### TASK OBJECTIVE
Can you write out the material below again, replacing "single pin" with "single marker" wherever it occurs and changing nothing else?

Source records
━━━━━━

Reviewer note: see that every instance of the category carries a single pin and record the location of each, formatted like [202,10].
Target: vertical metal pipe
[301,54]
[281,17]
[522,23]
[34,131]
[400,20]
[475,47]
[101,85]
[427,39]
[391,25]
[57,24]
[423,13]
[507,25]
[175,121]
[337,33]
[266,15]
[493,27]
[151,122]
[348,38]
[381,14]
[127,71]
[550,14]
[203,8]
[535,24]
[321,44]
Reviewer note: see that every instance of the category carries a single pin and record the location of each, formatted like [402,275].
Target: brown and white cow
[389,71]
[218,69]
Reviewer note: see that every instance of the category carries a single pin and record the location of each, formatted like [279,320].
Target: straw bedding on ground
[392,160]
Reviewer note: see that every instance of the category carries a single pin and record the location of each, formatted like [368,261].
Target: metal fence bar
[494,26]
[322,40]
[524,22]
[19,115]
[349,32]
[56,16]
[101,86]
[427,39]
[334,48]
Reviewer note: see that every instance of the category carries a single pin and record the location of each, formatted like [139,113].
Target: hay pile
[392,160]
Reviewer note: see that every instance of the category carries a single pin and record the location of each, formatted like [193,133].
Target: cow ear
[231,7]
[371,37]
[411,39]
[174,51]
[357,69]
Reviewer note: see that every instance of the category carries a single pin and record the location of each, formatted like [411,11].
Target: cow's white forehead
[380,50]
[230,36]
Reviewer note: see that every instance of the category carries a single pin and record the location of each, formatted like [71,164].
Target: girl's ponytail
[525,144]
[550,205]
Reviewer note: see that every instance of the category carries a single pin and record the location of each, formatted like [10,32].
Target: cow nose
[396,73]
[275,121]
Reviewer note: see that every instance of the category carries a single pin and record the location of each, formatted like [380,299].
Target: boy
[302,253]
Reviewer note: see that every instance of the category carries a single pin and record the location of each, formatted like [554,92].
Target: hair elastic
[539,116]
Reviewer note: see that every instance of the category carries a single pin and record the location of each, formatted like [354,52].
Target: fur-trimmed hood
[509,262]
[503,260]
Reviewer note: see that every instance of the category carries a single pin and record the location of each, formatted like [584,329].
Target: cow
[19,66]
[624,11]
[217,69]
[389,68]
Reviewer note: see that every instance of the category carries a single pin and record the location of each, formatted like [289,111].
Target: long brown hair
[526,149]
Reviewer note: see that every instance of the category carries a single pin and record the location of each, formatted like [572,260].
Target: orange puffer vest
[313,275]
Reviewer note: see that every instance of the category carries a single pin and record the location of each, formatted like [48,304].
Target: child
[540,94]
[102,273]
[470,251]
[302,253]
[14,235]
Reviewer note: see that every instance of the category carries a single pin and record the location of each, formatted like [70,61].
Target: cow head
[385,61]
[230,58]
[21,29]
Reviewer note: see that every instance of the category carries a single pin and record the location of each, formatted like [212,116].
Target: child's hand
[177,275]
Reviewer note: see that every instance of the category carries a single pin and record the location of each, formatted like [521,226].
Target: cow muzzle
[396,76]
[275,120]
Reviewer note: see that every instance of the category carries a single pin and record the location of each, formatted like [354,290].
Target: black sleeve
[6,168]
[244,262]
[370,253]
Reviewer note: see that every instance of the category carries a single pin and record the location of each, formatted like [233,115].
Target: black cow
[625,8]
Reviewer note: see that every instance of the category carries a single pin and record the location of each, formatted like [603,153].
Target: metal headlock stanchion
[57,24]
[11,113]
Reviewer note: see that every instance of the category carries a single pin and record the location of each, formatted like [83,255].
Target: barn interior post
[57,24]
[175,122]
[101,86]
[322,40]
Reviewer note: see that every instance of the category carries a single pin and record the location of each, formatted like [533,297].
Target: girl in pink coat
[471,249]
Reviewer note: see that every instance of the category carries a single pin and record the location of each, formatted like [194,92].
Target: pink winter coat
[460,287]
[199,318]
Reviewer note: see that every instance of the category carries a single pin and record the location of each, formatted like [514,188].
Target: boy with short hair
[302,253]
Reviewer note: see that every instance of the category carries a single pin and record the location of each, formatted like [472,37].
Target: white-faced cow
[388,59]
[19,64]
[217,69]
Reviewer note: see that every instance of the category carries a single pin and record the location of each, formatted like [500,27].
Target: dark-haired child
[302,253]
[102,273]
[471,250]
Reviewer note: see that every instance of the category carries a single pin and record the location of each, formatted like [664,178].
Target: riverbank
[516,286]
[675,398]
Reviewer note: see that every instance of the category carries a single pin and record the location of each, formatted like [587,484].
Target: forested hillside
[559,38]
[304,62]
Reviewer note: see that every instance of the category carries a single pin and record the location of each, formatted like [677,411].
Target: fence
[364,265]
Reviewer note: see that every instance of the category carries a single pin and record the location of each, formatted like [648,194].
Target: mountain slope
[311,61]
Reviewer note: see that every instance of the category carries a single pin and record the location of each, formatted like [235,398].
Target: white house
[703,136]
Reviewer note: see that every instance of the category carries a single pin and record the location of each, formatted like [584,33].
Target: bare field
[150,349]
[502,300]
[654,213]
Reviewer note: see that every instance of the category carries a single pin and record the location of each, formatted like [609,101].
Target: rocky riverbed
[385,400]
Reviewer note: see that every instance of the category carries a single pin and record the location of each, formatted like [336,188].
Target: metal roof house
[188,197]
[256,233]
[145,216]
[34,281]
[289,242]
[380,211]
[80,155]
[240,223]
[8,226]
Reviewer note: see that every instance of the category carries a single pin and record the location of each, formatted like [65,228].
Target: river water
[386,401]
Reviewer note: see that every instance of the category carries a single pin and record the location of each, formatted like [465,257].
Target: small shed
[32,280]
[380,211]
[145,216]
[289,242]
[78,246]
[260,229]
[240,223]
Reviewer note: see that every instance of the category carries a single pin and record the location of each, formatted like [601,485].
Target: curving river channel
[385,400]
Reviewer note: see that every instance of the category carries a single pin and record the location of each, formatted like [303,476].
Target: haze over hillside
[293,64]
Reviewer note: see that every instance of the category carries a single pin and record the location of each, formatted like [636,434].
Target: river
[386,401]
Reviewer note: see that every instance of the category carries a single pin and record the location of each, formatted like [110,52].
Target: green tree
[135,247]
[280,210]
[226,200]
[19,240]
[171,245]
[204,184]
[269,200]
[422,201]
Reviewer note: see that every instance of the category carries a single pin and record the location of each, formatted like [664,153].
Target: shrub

━━━━━━

### ANSWER TO THIS TASK
Reviewer note: see that every instance of the category carries a single marker and record the location of each, formatted like [202,10].
Target: vertical metal pipe
[301,54]
[281,17]
[522,23]
[34,131]
[400,20]
[475,47]
[101,85]
[427,39]
[391,25]
[57,24]
[423,13]
[507,25]
[175,121]
[337,33]
[266,15]
[493,27]
[151,122]
[348,38]
[381,14]
[127,71]
[550,14]
[203,8]
[535,24]
[321,44]
Reviewer note: see that every instance of the category carries a single marker and record the location of each, formatted like [402,275].
Target: brown and white cow
[389,71]
[218,69]
Reviewer note: see that every instance of the category carries a single marker and record the location of each, formatted like [279,320].
Target: straw bedding on ground
[392,160]
Reviewer note: see that every instance of the category carries a single marker and record the location of each, formatted like [368,261].
Target: metal fence bar
[494,26]
[322,40]
[524,22]
[19,115]
[349,32]
[56,16]
[101,86]
[427,39]
[334,48]
Reviewer note: see that every instance of the category carries a single marker and record the location of each, formatted like [139,113].
Target: hay pile
[392,160]
Reviewer note: see that every instance of the category carries a single marker and record the location of each, formatted like [193,133].
Target: cow ear
[231,7]
[371,37]
[411,39]
[174,51]
[357,69]
Reviewer note: see that every instance of the category carries a single marker and record the location of each, formatted like [411,11].
Target: cow's white forehead
[380,50]
[230,36]
Reviewer note: see that every instance of the category carries a single marker and record the location of each, formatted like [71,164].
Target: girl's ponytail
[525,144]
[550,205]
Reviewer note: see that every instance of the category carries a single marker and record the location of each, formatted like [10,32].
Target: cow nose
[396,73]
[275,121]
Reviewer note: see that every instance of the category carries a single marker and record the location of each, formatted like [380,299].
Target: boy
[302,253]
Reviewer note: see that every instance of the category carries a single marker and record the location of each, formatted like [554,92].
Target: hair elastic
[539,116]
Reviewer note: see that every instance of the category carries a single marker and record the location of each, formatted like [354,52].
Target: fur-trimmed hood
[509,262]
[503,260]
Reviewer note: see that every instance of the category carries a single marker and record the location of each, formatted like [584,329].
Target: cow
[19,66]
[624,11]
[217,69]
[389,68]
Reviewer note: see that every instance of the category carries a single marker and record the location of each, formatted like [289,111].
Target: long brown hair
[526,149]
Reviewer note: see that every instance of the category carries a single marker and record the location of each, formatted like [572,260].
Target: orange puffer vest
[313,275]
Reviewer note: see that every instance of the category carries a single marker and record the location of each, formatted like [48,304].
Target: child
[540,94]
[102,273]
[470,251]
[302,253]
[14,235]
Reviewer note: see that every instance of the category carries a single marker and record the location of each, formatted like [70,61].
Target: cow head
[385,61]
[230,58]
[21,29]
Reviewer note: see that every instance of the category carries a single marker and record the location of each, formatted like [212,116].
Target: child's hand
[177,275]
Reviewer note: see that every instance of the category carries a single marker and record the location of each, formatted like [521,226].
Target: cow muzzle
[396,76]
[275,120]
Reviewer note: see that every instance of the category carries a single marker and record the location of each, formatted like [354,290].
Target: black sleeve
[6,168]
[244,262]
[370,253]
Reviewer note: see that every instance of the category carries a single marker and record the location of each, formatted like [233,115].
Target: black cow
[625,8]
Reviewer note: see that every instance of the category carries a single marker and record the location of each, formatted like [603,153].
Target: metal headlock stanchion
[57,24]
[11,113]
Reviewer note: see that every instance of the category carries a single marker and record the location of each, formatted like [83,255].
Target: barn interior post
[57,24]
[175,122]
[101,86]
[322,40]
Reviewer note: see that every instance of the category carries a single marker and record the location of each, formatted like [533,297].
Target: girl in pink coat
[471,249]
Reviewer note: see that every instance of the category carries a single marker and record the location of each, formatted like [194,92].
Target: pink winter coat
[460,287]
[199,318]
Reviewer note: see that every instance of the category carries a single marker and record the location of each, formatted like [514,188].
Target: boy with short hair
[302,253]
Reviewer note: see that every instance of the category carries a single marker and record the location of each, formatted like [472,37].
Target: white-faced cow
[388,59]
[19,64]
[217,69]
Reviewer note: see that every instance of the category carries a single marker and record the location of each, formatted like [500,27].
Target: dark-haired child
[302,253]
[102,273]
[471,250]
Reviewer note: see that every instance of the category carries a single marker and record the location of each, formatted like [664,178].
Target: riverbank
[516,286]
[675,398]
Reviewer note: see that every instance of the category carries a single marker and record the location of each, formatted like [587,484].
Target: forested hillside
[559,38]
[304,62]
Reviewer note: see that every instance of the category carries a single marker and record the location of each, formatted like [677,411].
Target: fence
[364,265]
Reviewer note: see that every instance of the category carries a single marker and record the location of each, formatted like [648,194].
Target: mountain slope
[311,61]
Reviewer note: see that every instance of the category carries a single marker and record the location of each, formatted like [235,398].
Target: white house
[703,136]
Reviewer note: see that every instance of the category carries a single marker and record the location of each, formatted like [584,33].
Target: bare field
[150,349]
[502,300]
[654,213]
Reviewer note: see that every instance of the category carries a single marker and record the location of each, formatted like [609,101].
Target: rocky riverbed
[385,400]
Reviewer note: see that every instance of the category carries a single marker and record the location of each, formatted like [336,188].
Target: metal roof house
[188,197]
[256,233]
[145,216]
[34,281]
[289,242]
[380,211]
[80,155]
[240,223]
[8,226]
Reviewer note: see that every instance of the category carries a single marker and record the location of each, formatted like [65,228].
Target: river water
[386,401]
Reviewer note: see that every instance of the category carries a single marker and record the location of each, formatted like [465,257].
Target: small shed
[32,280]
[380,211]
[145,216]
[289,242]
[78,246]
[260,229]
[240,223]
Reviewer note: see that every instance of the category carries a single marker and record the location of each, formatted like [601,485].
Target: curving river channel
[385,400]
Reviewer note: see that every instance of the category carries a single marker and record the location of each, formatted like [303,476].
Target: haze over hillside
[293,64]
Reviewer note: see that every instance of the category carries a single marker and record the location of each, formatted like [636,434].
Target: river
[386,401]
Reviewer note: see that every instance of the category carries a single marker and record the location of each, formatted like [110,52].
Target: green tree
[135,247]
[280,210]
[226,200]
[19,240]
[171,245]
[204,184]
[269,200]
[422,201]
Reviewer note: see that every instance of the category carries a single marker and record the location of each, formatted like [664,153].
Target: shrub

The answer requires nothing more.